[Opening Excerpted passage section]
Hmmm - there are a few possible perspectives on that I'd say. Like Ken Miller I am an evolutionist and a Christian (though a Lutheran :-)), and 1) I see no conflict here, because what I find important religiously is the present. Jesus said that God is not a god for the dead, but for the living. 2) I actually find abiogenesis intellectually challenging. Yes, it sounds impossible. How can life come from non-life? That's too puzzling a question for me to simply give it up :-)
The argument often devolves to the abiogenesis issue because of the probability arguments. Darwinists, in the face of arguments that involve enormous improbabilites, say that the fact that biological life is able to reproduce itself makes it possible to defy these odds.
But do we know these odds for sure? I'm no expert on these matters; but we might need to know quite a lot of things to calculate that probability. For instance, a common claim is that self-assembling DNA or RNA is practically impossible, since the polymers are thermodynamically unstable. However, it appears that clay minerals might have catalyzed such a process, so who knows?
... Hence, the difficulties of overcoming the problems facing abiogenesis puts into perpsective the unsure foundation of explaining all of life merely in terms of material forces.
Oh, just a moment here . Exactly what do you count as 'material forces'?
In other words, if the only way you can explain abiogenesis is through the invocation of a Creator (Designer), as Darwin does, this negates all the silly arguments about “who” the Designer is, and that we can’t know anything about this Designer, etc.
[Closing Excerpted passage section]
[Opening The data section]
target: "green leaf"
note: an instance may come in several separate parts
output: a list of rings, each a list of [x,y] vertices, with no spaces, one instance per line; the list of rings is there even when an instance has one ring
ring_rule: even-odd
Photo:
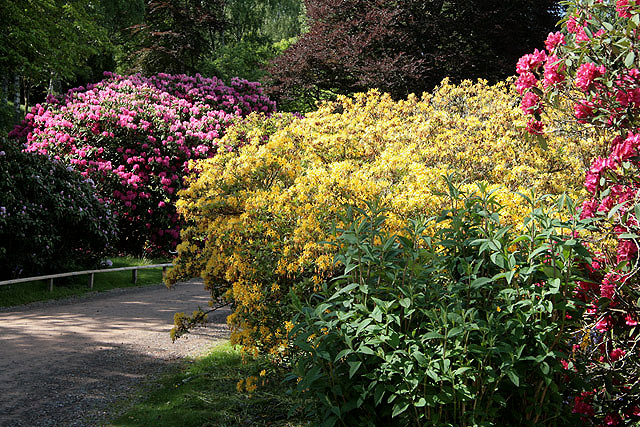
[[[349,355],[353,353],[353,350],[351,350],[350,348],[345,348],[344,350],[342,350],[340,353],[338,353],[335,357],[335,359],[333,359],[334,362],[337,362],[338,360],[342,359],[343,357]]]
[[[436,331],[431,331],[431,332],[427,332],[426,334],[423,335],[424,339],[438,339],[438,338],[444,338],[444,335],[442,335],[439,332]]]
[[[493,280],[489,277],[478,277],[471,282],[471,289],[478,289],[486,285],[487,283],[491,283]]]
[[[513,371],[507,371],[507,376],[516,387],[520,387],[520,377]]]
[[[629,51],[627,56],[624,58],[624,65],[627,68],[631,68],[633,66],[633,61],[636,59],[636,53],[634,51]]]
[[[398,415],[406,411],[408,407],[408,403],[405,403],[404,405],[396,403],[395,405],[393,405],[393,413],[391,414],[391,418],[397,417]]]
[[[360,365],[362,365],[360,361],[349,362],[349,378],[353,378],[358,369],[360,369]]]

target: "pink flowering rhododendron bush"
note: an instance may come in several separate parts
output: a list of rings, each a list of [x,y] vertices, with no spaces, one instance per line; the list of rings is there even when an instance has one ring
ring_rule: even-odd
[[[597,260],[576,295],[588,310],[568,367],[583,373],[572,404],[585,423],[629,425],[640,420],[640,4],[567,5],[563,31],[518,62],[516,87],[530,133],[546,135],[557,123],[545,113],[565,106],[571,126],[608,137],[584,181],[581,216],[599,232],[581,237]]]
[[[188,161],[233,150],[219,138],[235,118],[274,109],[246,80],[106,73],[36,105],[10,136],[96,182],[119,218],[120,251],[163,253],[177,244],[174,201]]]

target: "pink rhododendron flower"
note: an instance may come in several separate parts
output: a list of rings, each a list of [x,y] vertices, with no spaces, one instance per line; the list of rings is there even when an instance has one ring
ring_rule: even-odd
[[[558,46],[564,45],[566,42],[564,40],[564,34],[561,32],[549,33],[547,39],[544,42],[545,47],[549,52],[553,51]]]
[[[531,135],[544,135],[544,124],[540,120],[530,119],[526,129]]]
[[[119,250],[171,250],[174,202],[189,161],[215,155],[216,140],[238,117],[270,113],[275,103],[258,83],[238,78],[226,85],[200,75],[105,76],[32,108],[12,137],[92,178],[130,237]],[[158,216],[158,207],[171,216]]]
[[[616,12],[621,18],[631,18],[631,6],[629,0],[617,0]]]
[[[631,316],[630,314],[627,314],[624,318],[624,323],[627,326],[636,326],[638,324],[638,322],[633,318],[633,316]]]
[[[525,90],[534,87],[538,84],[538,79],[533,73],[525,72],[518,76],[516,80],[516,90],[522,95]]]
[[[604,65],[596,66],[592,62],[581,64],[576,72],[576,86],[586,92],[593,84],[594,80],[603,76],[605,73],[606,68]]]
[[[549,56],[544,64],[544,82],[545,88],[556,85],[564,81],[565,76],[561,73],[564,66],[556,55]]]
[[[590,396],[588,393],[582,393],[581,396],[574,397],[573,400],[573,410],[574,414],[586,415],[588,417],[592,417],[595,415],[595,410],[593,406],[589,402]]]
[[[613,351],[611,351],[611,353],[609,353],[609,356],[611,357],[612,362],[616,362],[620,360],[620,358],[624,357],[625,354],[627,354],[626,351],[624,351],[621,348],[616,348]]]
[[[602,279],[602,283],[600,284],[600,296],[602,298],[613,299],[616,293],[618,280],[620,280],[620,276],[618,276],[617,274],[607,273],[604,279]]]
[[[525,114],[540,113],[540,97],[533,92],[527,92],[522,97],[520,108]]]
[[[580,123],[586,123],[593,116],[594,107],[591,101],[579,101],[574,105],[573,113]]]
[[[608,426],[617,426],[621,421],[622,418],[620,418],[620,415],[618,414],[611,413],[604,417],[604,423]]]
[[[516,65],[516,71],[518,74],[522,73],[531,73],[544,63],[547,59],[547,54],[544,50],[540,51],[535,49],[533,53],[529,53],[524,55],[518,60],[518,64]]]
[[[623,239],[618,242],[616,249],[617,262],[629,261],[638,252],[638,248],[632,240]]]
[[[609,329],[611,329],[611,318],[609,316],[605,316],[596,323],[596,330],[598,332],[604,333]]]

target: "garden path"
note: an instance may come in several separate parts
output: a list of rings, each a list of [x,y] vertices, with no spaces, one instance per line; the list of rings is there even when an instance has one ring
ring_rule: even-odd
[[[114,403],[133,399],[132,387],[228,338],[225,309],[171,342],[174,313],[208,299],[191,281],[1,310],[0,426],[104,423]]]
[Closing The data section]
- Brief -
Rewrite the passage on abiogenesis from "The argument often" to "defy these odds.", renaming "Darwinists" as "Evolutionists".

- Worked solution -
The argument often devolves to the abiogenesis issue because of the probability arguments. Evolutionists, in the face of arguments that involve enormous improbabilites, say that the fact that biological life is able to reproduce itself makes it possible to defy these odds.